What is asked:
Transcribe the data below line for line without changing anything, and omit the pictures from your copy.

+++ Supplied records

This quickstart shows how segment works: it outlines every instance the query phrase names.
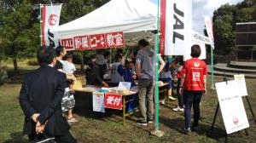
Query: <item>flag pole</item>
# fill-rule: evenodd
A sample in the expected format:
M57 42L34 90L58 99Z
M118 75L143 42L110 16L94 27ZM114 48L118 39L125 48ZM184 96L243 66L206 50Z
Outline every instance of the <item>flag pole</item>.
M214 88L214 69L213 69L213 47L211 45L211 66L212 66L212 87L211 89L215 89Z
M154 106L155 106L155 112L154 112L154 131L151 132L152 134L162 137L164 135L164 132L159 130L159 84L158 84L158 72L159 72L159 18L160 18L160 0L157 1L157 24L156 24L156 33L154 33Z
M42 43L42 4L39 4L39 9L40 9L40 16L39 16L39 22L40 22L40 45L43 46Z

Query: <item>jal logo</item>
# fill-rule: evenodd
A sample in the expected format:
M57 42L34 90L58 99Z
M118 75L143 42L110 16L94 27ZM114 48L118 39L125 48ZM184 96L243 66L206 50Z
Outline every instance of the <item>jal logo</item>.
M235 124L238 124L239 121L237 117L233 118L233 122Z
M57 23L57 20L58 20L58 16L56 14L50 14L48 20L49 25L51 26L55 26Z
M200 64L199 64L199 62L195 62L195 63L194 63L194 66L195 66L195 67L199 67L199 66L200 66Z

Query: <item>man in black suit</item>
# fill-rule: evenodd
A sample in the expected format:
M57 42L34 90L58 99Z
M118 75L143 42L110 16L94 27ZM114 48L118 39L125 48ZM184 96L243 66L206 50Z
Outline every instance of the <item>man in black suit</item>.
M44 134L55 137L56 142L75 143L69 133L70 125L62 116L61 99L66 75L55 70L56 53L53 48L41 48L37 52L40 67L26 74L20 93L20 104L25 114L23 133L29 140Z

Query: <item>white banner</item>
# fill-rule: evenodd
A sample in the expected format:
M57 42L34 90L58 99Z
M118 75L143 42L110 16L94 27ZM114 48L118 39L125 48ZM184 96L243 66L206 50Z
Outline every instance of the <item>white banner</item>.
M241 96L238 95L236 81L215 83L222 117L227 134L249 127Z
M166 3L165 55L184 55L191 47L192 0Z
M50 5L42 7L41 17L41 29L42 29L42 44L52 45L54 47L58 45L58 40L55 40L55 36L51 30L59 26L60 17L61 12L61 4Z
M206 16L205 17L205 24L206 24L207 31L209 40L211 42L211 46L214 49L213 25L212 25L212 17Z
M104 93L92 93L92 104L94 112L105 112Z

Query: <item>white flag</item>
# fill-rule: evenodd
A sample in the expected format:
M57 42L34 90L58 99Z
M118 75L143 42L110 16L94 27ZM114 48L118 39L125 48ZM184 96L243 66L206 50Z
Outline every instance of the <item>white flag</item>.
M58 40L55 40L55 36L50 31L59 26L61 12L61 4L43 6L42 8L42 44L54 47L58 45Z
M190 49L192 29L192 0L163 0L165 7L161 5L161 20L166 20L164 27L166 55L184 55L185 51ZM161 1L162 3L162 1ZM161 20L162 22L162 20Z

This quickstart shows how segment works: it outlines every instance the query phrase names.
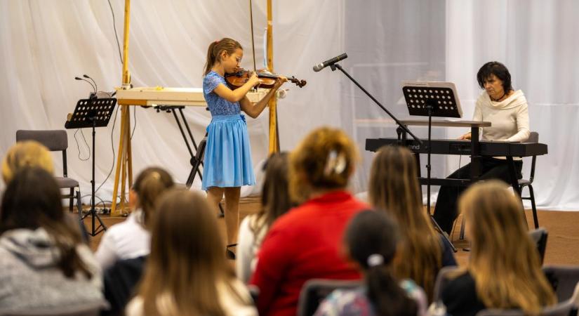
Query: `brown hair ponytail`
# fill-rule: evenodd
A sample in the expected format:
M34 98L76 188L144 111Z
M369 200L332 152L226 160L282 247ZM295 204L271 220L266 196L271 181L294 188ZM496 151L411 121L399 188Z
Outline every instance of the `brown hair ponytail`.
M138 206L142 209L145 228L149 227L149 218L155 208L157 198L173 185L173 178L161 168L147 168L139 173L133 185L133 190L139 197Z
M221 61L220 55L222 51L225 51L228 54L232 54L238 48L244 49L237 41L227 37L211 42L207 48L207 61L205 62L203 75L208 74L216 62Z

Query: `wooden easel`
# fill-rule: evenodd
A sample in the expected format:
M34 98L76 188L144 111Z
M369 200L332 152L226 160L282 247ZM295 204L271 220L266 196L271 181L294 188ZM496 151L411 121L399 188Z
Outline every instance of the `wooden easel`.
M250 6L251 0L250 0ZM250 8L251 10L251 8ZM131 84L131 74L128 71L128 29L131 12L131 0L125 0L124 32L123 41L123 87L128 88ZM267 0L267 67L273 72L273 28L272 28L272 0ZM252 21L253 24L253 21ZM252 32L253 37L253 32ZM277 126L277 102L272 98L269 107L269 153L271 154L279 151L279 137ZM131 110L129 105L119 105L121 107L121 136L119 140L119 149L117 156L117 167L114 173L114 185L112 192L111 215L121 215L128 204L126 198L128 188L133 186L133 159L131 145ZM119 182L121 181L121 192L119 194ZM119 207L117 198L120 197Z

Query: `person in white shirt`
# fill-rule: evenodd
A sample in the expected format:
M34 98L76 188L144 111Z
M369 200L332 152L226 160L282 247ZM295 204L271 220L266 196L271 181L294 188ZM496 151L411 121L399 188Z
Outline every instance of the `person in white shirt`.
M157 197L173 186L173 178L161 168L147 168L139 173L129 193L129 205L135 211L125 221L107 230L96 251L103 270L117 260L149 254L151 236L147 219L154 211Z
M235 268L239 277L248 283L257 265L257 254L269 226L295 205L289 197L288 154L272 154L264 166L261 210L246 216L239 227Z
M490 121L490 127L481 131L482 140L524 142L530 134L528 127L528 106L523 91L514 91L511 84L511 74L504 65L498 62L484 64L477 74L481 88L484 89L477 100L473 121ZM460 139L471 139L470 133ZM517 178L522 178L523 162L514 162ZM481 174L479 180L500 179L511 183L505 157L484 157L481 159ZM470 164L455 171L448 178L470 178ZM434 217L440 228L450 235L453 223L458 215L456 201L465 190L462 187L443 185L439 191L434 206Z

++++++

The answer:
This quickstart shows how segment works: it outlines every instance the query phrase names.
Query: <item>flag pole</item>
# fill-rule: evenodd
A sample in the expected format:
M57 42L34 90L58 99Z
M118 75L143 42L110 16L94 27ZM114 48L118 39L125 48ZM184 96L243 66L206 50Z
Outline every instance of the <item>flag pole</item>.
M214 88L214 69L213 69L213 47L211 45L211 66L212 66L212 87L211 89L215 89Z
M154 106L155 106L155 112L154 112L154 131L151 132L152 134L162 137L164 135L164 132L159 130L159 84L158 84L158 72L159 72L159 18L160 18L160 0L157 1L157 24L156 24L156 33L154 33Z
M42 43L42 4L39 4L39 9L40 9L40 16L39 16L39 22L40 22L40 45L43 46Z

Query: <item>jal logo</item>
# fill-rule: evenodd
A sample in the expected format:
M57 42L34 90L58 99Z
M118 75L143 42L110 16L94 27ZM114 48L118 39L125 48ZM184 96L243 66L206 50Z
Outline every instance of the <item>jal logo</item>.
M235 124L238 124L239 121L237 117L233 118L233 122Z
M57 23L57 20L58 20L58 16L56 14L50 14L48 20L49 25L51 26L55 26Z
M200 64L199 64L199 62L195 62L195 63L194 63L194 66L195 66L195 67L199 67L199 66L200 66Z

Query: <item>man in black suit</item>
# fill-rule: evenodd
A sample in the expected format:
M57 42L34 90L58 99Z
M118 75L143 42L110 16L94 27ZM114 48L118 39L125 48ZM184 96L243 66L206 50Z
Outline every instance of the <item>man in black suit</item>.
M44 134L55 137L56 142L75 143L69 133L70 125L62 116L61 99L66 75L55 70L56 53L53 48L41 48L37 52L40 67L26 74L20 93L20 104L25 114L23 133L29 140Z

Query: <item>white banner</item>
# fill-rule: evenodd
A sample in the expected format:
M57 42L34 90L58 99Z
M118 75L143 42L110 16L94 27ZM114 48L118 39L125 48ZM184 96L243 66L206 50Z
Outline every instance of the <item>white banner</item>.
M241 96L238 95L236 81L215 83L222 117L227 134L249 127Z
M166 3L165 55L184 55L191 47L192 0Z
M50 5L42 7L41 17L41 29L42 29L42 44L52 45L54 47L58 45L58 40L55 40L55 36L51 30L59 26L60 17L61 12L61 4Z
M206 16L205 17L205 24L206 24L207 31L209 40L211 42L211 46L214 49L213 25L212 25L212 17Z
M104 93L92 93L92 104L94 112L105 112Z

Query: <item>white flag</item>
# fill-rule: evenodd
A sample in the expected format:
M57 42L34 90L58 99Z
M118 75L143 42L110 16L94 27ZM114 48L118 39L125 48ZM184 96L243 66L206 50Z
Outline every instance of the <item>white flag</item>.
M58 40L55 40L55 36L50 31L59 26L61 12L61 4L43 6L42 8L42 44L54 47L58 45Z
M190 49L192 29L192 0L163 0L165 7L161 5L161 20L166 20L164 27L166 55L184 55L185 51ZM161 1L162 3L162 1ZM161 20L162 22L162 20Z

This quickstart shows how segment works: it outlines every instance the query phrase names.
Query: `brown hair ponytail`
# fill-rule: evenodd
A sample in the expected format:
M34 98L76 188L144 111Z
M369 200L332 152L226 160L282 247ZM295 204L271 220L266 196L271 181L294 188ZM496 151L411 121L399 188Z
Outline every instance of the `brown hair ponytail`.
M138 206L142 209L145 228L149 227L149 218L155 208L157 198L173 185L173 178L161 168L147 168L139 173L133 185L133 190L139 197Z
M221 61L220 55L222 51L225 51L228 54L232 54L238 48L244 49L237 41L227 37L211 42L207 48L207 61L205 62L203 75L208 74L216 62Z

Query: `wooden easel`
# fill-rule: evenodd
A sample in the expected format:
M34 98L76 188L144 111Z
M369 200L332 152L226 160L282 247ZM295 204L271 220L266 196L271 181L294 188ZM496 151L411 121L399 188Z
Outline every instance of the `wooden easel`.
M250 6L251 0L250 0ZM250 8L251 10L251 8ZM131 84L131 74L128 71L128 29L131 12L131 0L125 0L124 32L123 41L123 87L128 88ZM267 0L267 67L273 72L273 28L272 28L272 0ZM252 21L253 24L253 21ZM252 32L253 37L253 32ZM277 126L277 102L272 98L269 107L269 153L271 154L279 151L279 137ZM131 110L129 105L119 105L121 107L121 136L119 140L119 149L117 156L117 167L114 173L114 185L112 192L111 215L121 215L128 204L126 198L128 188L133 186L133 159L131 145ZM119 182L121 181L121 192L119 194ZM119 207L117 198L120 197Z

Query: `person in white shirt`
# fill-rule: evenodd
A sample in the expected format:
M34 98L76 188L144 111Z
M369 200L332 152L226 160L282 247ZM295 204L271 220L266 196L271 181L294 188ZM496 151L411 121L399 188Z
Outline every instance of the `person in white shirt`.
M157 197L173 186L173 178L161 168L147 168L139 173L129 193L129 205L135 211L125 221L107 230L96 251L103 270L117 260L149 254L151 236L147 219L154 211Z
M235 268L239 277L248 283L257 265L257 254L269 226L295 205L289 197L288 154L272 154L264 166L261 210L246 216L239 227Z
M490 121L490 127L481 131L482 140L524 142L530 134L528 127L528 106L523 91L514 91L511 84L511 74L504 65L498 62L484 64L477 74L481 88L484 89L477 100L473 121ZM460 139L471 139L470 133ZM517 178L522 178L523 162L514 162ZM481 174L479 180L500 179L511 183L505 157L484 157L481 159ZM470 164L455 171L448 178L470 178ZM434 217L440 228L450 235L453 223L458 215L456 201L465 190L462 187L443 185L439 191L434 206Z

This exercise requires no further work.